-- Start of Materials provided --

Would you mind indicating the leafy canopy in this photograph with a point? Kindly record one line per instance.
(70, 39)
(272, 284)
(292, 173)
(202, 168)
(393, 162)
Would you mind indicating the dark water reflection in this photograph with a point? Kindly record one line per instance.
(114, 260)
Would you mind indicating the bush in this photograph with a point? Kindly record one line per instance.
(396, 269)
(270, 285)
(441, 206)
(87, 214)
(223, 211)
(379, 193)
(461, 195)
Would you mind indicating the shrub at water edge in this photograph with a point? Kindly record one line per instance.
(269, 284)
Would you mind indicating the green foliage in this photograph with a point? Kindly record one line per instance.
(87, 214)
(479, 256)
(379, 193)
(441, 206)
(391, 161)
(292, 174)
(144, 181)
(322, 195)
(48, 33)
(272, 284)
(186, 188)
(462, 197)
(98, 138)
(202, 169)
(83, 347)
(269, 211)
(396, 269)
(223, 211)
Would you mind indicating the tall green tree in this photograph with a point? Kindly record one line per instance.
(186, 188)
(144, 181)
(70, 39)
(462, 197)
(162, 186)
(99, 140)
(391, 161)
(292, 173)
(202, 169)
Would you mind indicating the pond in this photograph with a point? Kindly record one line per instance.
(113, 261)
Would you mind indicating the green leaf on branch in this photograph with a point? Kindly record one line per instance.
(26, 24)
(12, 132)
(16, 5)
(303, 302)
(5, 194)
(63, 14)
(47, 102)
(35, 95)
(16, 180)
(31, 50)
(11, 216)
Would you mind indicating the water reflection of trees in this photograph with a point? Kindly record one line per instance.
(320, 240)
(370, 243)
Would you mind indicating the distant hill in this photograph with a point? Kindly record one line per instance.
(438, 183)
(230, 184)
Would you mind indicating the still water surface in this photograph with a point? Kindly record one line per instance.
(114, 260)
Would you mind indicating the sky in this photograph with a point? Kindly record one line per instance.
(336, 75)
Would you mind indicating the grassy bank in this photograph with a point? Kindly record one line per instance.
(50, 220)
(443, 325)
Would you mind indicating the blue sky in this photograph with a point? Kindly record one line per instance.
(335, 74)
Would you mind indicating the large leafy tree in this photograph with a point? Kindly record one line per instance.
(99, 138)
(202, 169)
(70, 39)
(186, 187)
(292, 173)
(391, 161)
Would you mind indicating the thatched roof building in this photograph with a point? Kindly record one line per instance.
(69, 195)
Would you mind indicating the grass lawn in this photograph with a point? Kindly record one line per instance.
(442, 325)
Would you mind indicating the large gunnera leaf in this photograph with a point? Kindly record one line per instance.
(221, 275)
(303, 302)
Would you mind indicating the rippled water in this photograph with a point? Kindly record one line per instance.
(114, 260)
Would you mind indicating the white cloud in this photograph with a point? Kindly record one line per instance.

-- End of Materials provided --

Copy out every line of the data above word for word, with no changes.

• Correct output:
Would you mind indicating the leafy canopy in this photograph with a point? Kindly record one line per instance.
(70, 39)
(272, 284)
(292, 173)
(202, 168)
(393, 162)
Would you mind indicating the dark water reflection in this photograph with a point? Kindly record one line per instance.
(114, 260)
Would you mind indicating the bush in this photograph with a point? Kindly record one line per instance.
(396, 269)
(270, 285)
(441, 206)
(87, 214)
(223, 211)
(379, 193)
(461, 195)
Would you mind indicating the shrub at water edge in this photograph with a point? Kindly record one line per instance.
(269, 284)
Would you mind indicating the green foliage in this photograph with a point? Kindly record one line per instance.
(87, 214)
(479, 256)
(379, 193)
(441, 206)
(391, 161)
(292, 174)
(144, 181)
(322, 195)
(48, 33)
(272, 284)
(186, 188)
(462, 197)
(98, 138)
(202, 169)
(83, 347)
(269, 211)
(396, 269)
(223, 211)
Would you mind indicating the tall green tree in this photograph with a point? Kindly record one line per instance.
(186, 188)
(144, 181)
(70, 39)
(462, 197)
(162, 186)
(99, 140)
(391, 161)
(292, 173)
(202, 169)
Would you mind indicating the pond in this photograph with a point? Kindly record one line per instance.
(113, 261)
Would you mind indicating the green leaf on branch in this photograph with a point? Kindly record one line per instance.
(26, 24)
(12, 132)
(16, 5)
(303, 302)
(5, 194)
(63, 14)
(47, 102)
(35, 95)
(16, 180)
(31, 50)
(11, 216)
Would you mind indicating the water reflection of trees in this photograph with a point? Kindly record one line per instance.
(320, 240)
(370, 243)
Would you mind indicating the distant hill in this photograph with a point? Kindly record one line per instance.
(438, 183)
(230, 184)
Would you mind indicating the still water surface in this photograph with a point? Kindly record one line per instance.
(114, 260)
Would you mind indicating the sky in this photograph with a point? Kindly record one line per instance.
(336, 75)
Would you mind indicating the grassy bank in this photograph with a point? Kindly record one line per instance.
(50, 220)
(443, 325)
Would you mind indicating the blue sky in this photograph with a point? Kindly record one line per instance.
(335, 74)
Would you mind indicating the large leafy tree in this photograph with a point? Kindly record one line per instance.
(99, 138)
(202, 169)
(70, 39)
(186, 187)
(292, 173)
(391, 161)
Would you mind indicating the thatched roof building in this photograph with a point? Kindly record one line per instance.
(69, 195)
Would you mind indicating the grass lawn in this photograph with a point? Kindly record one line per instance.
(442, 325)
Would you mind indicating the large gunnera leaf in this photograph with a point? Kindly record one line per instance.
(221, 275)
(303, 302)
Would you mind indicating the rippled water in this photograph with a point? Kindly record one line per instance.
(114, 260)
Would you mind indicating the white cloud in this photograph with a point? Kindly record one line per instance.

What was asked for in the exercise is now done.